Work instruction | Copies of all lines that contain "white" are needed; take them from the data below.

[Natural-language object grounding data]
== == ==

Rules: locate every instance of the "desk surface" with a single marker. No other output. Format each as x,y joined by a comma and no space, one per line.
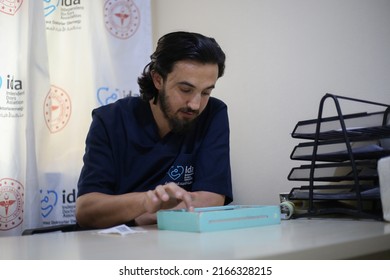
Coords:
292,239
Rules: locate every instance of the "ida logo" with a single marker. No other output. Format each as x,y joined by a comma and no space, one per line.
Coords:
10,7
107,95
121,18
57,109
11,203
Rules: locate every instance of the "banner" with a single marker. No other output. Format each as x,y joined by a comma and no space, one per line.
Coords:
79,54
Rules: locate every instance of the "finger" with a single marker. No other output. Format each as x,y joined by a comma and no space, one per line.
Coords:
187,199
161,193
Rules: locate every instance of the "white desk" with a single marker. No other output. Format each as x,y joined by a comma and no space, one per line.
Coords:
292,239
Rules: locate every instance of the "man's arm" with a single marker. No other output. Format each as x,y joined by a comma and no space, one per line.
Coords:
98,210
199,199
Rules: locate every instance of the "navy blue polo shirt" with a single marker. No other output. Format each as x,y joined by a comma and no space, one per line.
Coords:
124,152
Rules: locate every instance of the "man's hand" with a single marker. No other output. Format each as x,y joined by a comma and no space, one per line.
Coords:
166,197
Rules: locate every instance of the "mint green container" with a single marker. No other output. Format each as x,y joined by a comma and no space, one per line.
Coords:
218,218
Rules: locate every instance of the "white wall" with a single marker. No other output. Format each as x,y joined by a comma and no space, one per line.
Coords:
282,57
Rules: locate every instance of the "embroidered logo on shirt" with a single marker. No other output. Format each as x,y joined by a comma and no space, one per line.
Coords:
182,175
175,172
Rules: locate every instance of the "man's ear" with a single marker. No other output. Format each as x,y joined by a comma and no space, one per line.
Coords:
157,80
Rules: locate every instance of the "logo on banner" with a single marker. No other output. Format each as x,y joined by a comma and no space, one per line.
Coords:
10,7
58,209
11,97
11,203
57,109
121,17
48,202
50,6
182,175
63,15
105,95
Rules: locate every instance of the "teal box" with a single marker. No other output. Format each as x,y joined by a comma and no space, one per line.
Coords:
218,218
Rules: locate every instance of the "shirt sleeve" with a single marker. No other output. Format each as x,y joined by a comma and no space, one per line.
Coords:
212,169
98,172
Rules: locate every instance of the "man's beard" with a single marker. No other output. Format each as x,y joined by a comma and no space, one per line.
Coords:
177,125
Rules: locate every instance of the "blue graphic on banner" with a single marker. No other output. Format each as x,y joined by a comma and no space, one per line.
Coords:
50,6
105,95
48,203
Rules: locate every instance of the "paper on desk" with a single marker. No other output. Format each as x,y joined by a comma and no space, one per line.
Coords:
120,230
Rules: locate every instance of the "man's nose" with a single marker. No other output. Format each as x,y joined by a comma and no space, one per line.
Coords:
194,102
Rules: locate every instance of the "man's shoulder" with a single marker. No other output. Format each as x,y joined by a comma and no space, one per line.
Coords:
121,106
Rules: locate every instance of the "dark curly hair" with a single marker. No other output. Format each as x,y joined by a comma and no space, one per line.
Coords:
178,46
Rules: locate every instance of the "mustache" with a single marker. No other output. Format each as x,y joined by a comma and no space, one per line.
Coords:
189,110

== == ==

Solution for this problem |
Rules: locate every instance of the "white desk" with a single marker. No other output. Format each as x,y joined by a comma and no space, one per line.
Rules: locate every instance of the "white wall" with a single marker. No other output. Format each as x,y joined by a comma and no space, one per line.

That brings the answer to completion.